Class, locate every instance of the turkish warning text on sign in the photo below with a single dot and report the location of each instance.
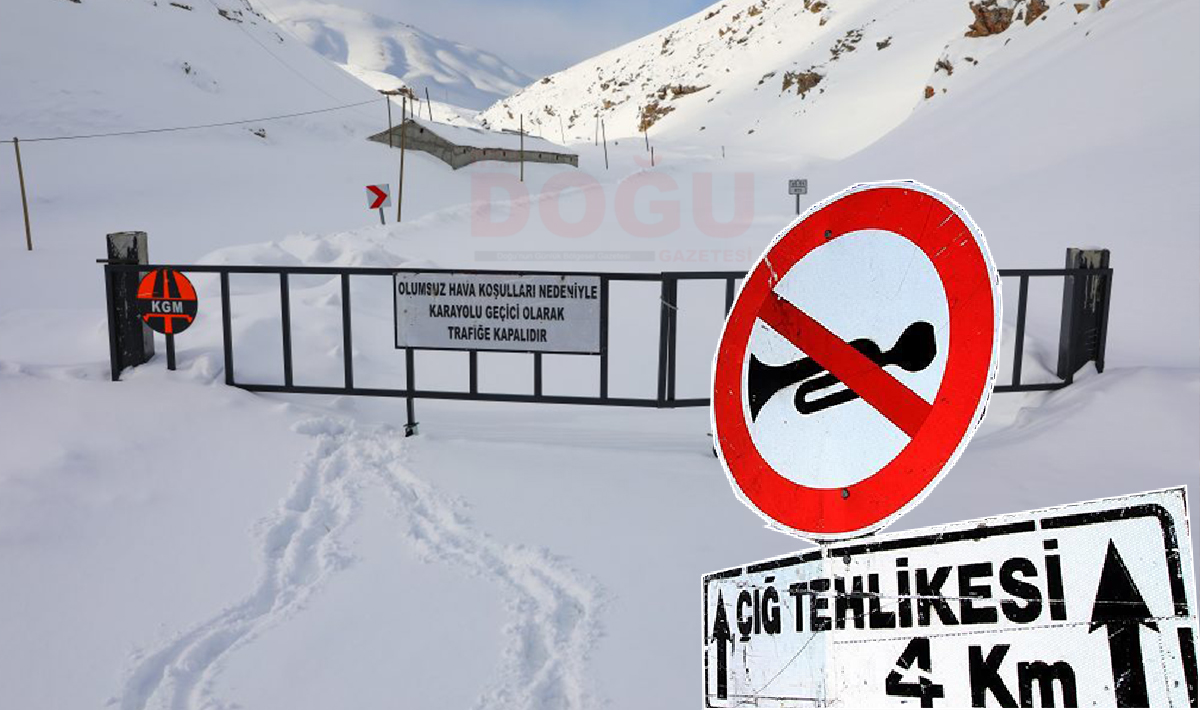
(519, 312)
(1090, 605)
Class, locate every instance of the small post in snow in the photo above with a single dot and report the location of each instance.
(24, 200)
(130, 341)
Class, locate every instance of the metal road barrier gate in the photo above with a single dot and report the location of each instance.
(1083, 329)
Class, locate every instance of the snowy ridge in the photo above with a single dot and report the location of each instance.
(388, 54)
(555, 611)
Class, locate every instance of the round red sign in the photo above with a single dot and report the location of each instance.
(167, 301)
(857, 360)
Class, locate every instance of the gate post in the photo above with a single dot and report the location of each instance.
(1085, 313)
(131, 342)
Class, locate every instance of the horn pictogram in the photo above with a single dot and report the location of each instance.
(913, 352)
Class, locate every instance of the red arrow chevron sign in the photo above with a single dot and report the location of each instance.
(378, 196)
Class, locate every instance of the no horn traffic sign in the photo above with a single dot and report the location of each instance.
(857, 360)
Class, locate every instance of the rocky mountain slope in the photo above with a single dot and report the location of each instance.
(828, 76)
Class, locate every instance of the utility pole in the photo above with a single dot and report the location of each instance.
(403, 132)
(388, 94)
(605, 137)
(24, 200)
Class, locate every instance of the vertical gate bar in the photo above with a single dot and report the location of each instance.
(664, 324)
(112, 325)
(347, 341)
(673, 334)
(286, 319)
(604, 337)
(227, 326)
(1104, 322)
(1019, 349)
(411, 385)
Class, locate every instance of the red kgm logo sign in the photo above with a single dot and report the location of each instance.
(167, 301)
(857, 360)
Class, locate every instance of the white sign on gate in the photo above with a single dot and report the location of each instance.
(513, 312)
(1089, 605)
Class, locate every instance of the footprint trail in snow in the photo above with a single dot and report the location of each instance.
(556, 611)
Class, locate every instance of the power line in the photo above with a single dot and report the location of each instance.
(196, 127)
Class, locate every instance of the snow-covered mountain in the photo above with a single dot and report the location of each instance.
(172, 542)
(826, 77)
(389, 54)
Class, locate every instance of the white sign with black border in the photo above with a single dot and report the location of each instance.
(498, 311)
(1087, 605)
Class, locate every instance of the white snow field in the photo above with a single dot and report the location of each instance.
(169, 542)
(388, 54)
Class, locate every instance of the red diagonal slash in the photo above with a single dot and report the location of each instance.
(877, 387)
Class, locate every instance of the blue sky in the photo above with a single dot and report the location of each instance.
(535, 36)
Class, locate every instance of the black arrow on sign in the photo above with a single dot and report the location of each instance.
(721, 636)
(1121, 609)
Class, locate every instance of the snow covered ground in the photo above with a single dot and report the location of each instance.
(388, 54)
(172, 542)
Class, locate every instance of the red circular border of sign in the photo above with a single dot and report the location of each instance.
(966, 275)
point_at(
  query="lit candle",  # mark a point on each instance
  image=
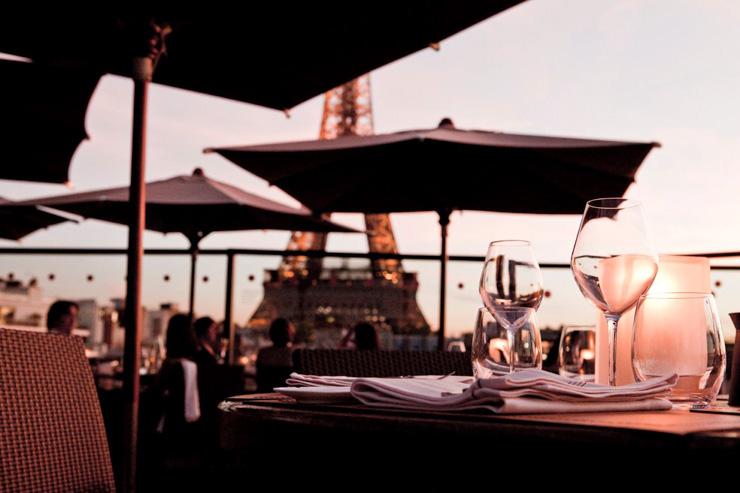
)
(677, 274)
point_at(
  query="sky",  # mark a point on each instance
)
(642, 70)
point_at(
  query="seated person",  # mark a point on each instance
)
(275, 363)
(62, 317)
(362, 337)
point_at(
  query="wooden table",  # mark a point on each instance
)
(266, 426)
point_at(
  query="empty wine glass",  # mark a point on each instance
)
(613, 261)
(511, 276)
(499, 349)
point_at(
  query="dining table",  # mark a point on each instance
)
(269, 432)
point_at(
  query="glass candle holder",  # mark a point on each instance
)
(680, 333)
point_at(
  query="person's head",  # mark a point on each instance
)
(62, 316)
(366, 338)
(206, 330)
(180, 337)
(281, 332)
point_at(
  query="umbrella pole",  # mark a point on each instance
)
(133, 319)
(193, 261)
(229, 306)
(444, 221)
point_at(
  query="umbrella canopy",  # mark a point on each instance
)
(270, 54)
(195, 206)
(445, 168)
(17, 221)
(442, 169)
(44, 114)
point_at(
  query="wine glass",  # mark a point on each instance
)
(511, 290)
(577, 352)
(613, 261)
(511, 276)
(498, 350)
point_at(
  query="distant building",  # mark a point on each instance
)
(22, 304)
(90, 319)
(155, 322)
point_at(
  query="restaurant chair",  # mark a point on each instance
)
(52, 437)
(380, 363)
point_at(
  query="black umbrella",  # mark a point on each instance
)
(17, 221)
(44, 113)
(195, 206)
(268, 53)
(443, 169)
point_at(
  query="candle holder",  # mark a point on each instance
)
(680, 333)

_ABOUT THIS TASK_: Write out all the entries word for word, but skip any images.

_RESPONSE TO THIS EXERCISE_:
Class, locate every instance of the turkish warning text on sign in the photo below with a single dot and report the location of each instance.
(519, 312)
(1090, 605)
Class, locate every instance of the small post in snow in the photo above with a single dot and report the location of each instance.
(24, 200)
(130, 341)
Class, locate every instance of the metal road barrier gate in the photo above with a single dot and report the location of each instance.
(1083, 329)
Class, locate every instance of the snowy ridge in the photo above with a single dot and report the location of each instance.
(388, 54)
(555, 611)
Class, locate every instance of the round red sign in the photo above with a single dot and report the location of each instance.
(167, 301)
(857, 360)
Class, locate every instance of the gate post in the photo above with a single dot and report the location of each instance.
(1085, 313)
(131, 342)
Class, locate every instance of the horn pictogram in the photo above with a single dot and report the location of each instance.
(913, 352)
Class, locate every instance of the red arrow chevron sign in the photo above with a single dot and report the location of each instance.
(378, 196)
Class, locate every instance of the no horn traffic sign in the photo above with a single dot and report the location of each instance.
(857, 360)
Class, locate every instance of the rocky mountain slope in the photo above with a single dot and report the location of each instance.
(828, 76)
Class, locate every instance of the utility pole in the photo above with a single dot and report the location of each instance.
(403, 132)
(388, 94)
(605, 137)
(24, 200)
Class, locate every instance of the vertical gate bar in the photo above with a single dot and report the location of each instance.
(664, 324)
(112, 325)
(347, 341)
(673, 334)
(286, 319)
(604, 337)
(227, 326)
(1104, 322)
(1019, 349)
(411, 385)
Class, locate every instance of the red kgm logo sign in the photo above with a single dot and report the location of each instance.
(167, 301)
(857, 360)
Class, locate every instance of the white sign on gate in the photo above with a single dot and report the location of each instance.
(513, 312)
(1089, 605)
Class, locate every instance of the footprint trail in snow in the photo above with a single dot and report the location of each instance.
(556, 611)
Class, locate every instance of the power line in the photo above with a single dot and report the location of each instance.
(196, 127)
Class, locate every instance of the snow-covered mountain in the photo above with a single dot and report the location of each instance.
(172, 542)
(826, 77)
(389, 54)
Class, locate every instance of the white sign with black border in the photo above with a single dot and report the location of each instance.
(498, 311)
(1087, 605)
Class, locate every instance of the white snow field in the photo above with a single dot and report the location of each instance.
(169, 542)
(388, 54)
Class, locate every instance of the red diagonal slash in the photo above with a single dot and report the location of each instance.
(877, 387)
Class, locate every instance of the blue sky in the photo above with a single dot and report the location of each instance.
(535, 36)
Class, locate every instance of the black arrow on sign in the photo above with a single dot and report the location of each instance.
(721, 636)
(1121, 609)
Class, locate every instance of the snow covered ground in the photo above with a single dot and report the location of each instance.
(388, 54)
(172, 542)
Class, locate every instance of the red circular border of sign in the photo above with a single dot and report the location of each instance.
(966, 275)
point_at(
  query="lit candle",  # mark a point on each instance
  image=
)
(677, 274)
point_at(
  query="sky",  # mark a point on each instance
)
(642, 70)
point_at(
  query="seated person",  # mark a point on each instance
)
(275, 363)
(62, 317)
(362, 337)
point_at(
  query="wooden table",  # mark a point on each instance
)
(266, 426)
point_at(
  query="empty wine glass",  # mark a point on each instance
)
(613, 261)
(511, 276)
(499, 349)
point_at(
  query="dining table",  # mark a point on each instance
)
(269, 432)
point_at(
  query="glass candle holder",  # mark a point on each instance
)
(680, 333)
point_at(
  query="person's head",  # mark a point on each instance
)
(62, 316)
(366, 338)
(206, 330)
(180, 337)
(281, 332)
point_at(
  query="umbrella pole",  # mark a point on each instance
)
(133, 319)
(193, 261)
(229, 306)
(444, 221)
point_at(
  query="umbrella canopy",  # mark a point on each instance
)
(270, 54)
(195, 206)
(445, 168)
(17, 221)
(442, 169)
(44, 114)
point_at(
  query="wine glass",  # mark a point on each instance
)
(511, 290)
(577, 352)
(613, 261)
(511, 276)
(498, 350)
point_at(
  query="distant building",  # mark a point on each instance
)
(22, 304)
(90, 319)
(155, 322)
point_at(
  query="restaurant chair",  # mark a point on each instance
)
(52, 437)
(380, 363)
point_at(
  query="black umbrella",  # mark a point on each instance
)
(17, 221)
(44, 113)
(195, 206)
(268, 53)
(443, 169)
point_at(
  query="candle holder",  # mark a point on each instance
)
(680, 333)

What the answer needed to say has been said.